▶ **DIRECTIONS FOR THIS TASK**
In the text below on transformers and in-context nonlinear regression, rewrite the paragraph that begins "Distinct from prior modular approaches" as a short bulleted list that keeps its main facts.

▶ **QUOTED TEXT**
Understanding In-Context Learning for Nonlinear Regression with Transformers: Attention as Featurizer
Published 6 May 2026 in cs.LG and math.NA | (2605.05176v1)
Abstract: Pre-trained transformers are able to learn from examples provided as part of the prompt without any weight updates, a remarkable ability known as in-context learning (ICL). Despite its demonstrated efficacy across various domains, the theoretical understanding of ICL is still developing. Whereas most existing theory has focused on linear models, we study ICL in the nonlinear regression setting. Through the interaction mechanism in attention, we explicitly construct transformer networks to realize nonlinear features, such as polynomial or spline bases, which span a wide class of functions. Based on this construction, we establish a framework to analyze end-to-end in-context nonlinear regression with the constructed features. Our theory provides finite-sample generalization error bounds in terms of context length and training set size. We numerically validate the theory on synthetic regression tasks.
The paper demonstrates that transformer attention can explicitly construct nonlinear feature maps (polynomial and spline) without approximation error.
The paper provides finite-sample generalization error bounds that decompose bias and variance, linking performance to context length and sample size.
The paper validates through empirical tests that shallow, wide transformers achieve competitive regression performance with explicit featurization.
Explicit Featurization in Transformer In-Context Nonlinear Regression
Problem Setting and Prior Frameworks
The paper "Understanding In-Context Learning for Nonlinear Regression with Transformers: Attention as Featurizer" (2605.05176) investigates the theoretical and empirical properties of in-context learning (ICL) with transformers in nonlinear regression scenarios where prior work was limited to linear settings. ICL refers to a pre-trained transformer's capacity to assimilate task examples within a prompt at inference, eschewing further parameter updates. While linear in-context regression has been rigorously analyzed via implicit optimization and kernel methods, the extension to nonlinear regression raises the question of how transformers implicitly construct expressive feature spaces for regression, and what generalization guarantees apply.
Architectural Construction: Attention as Explicit Featurizer
Distinct from prior modular approaches which embed separate FFN-based feature extractors, this work demonstrates that transformer attention itself, enabled by the interaction mechanism and ReLU activation, can explicitly construct nonlinear feature maps—namely, polynomial and spline bases—without approximation error. The authors develop shallow, wide transformers (depth O(logd), width O(dn)) wherein early blocks build the feature matrix in parallel via multi-head attention, implementing arithmetic operations through the Interaction Lemma. The prompt is mapped to a Vandermonde or B-spline feature matrix; a final linear attention layer solves OLS regression in context, yielding predictions for queries conditioned solely on the provided context.

▶ **AVAILABLE DATA**
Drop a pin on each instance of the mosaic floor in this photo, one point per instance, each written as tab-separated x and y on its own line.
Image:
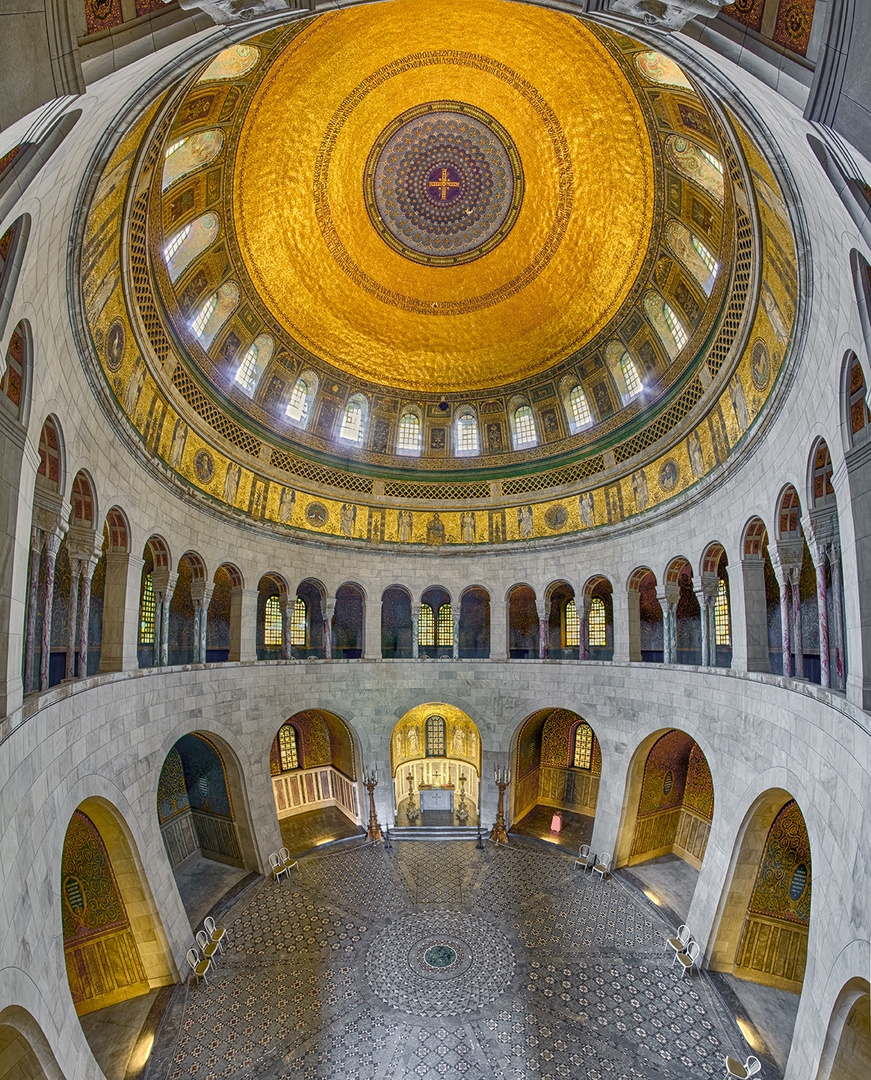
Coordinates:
438	960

▶ **EXERCISE ANSWER**
- Unlike earlier approaches that add separate FFN-based feature extractors, this work shows that transformer attention itself can build nonlinear feature maps.
- This is made possible by the interaction mechanism and ReLU activation, and it produces polynomial and spline bases with no approximation error.
- The authors build shallow, wide transformers with depth O(logd) and width O(dn).
- Early blocks use multi-head attention to build the feature matrix in parallel, carrying out arithmetic through the Interaction Lemma.
- The prompt is mapped to a Vandermonde or B-spline feature matrix.
- A final linear attention layer solves OLS regression in context, so predictions for queries depend only on the given context.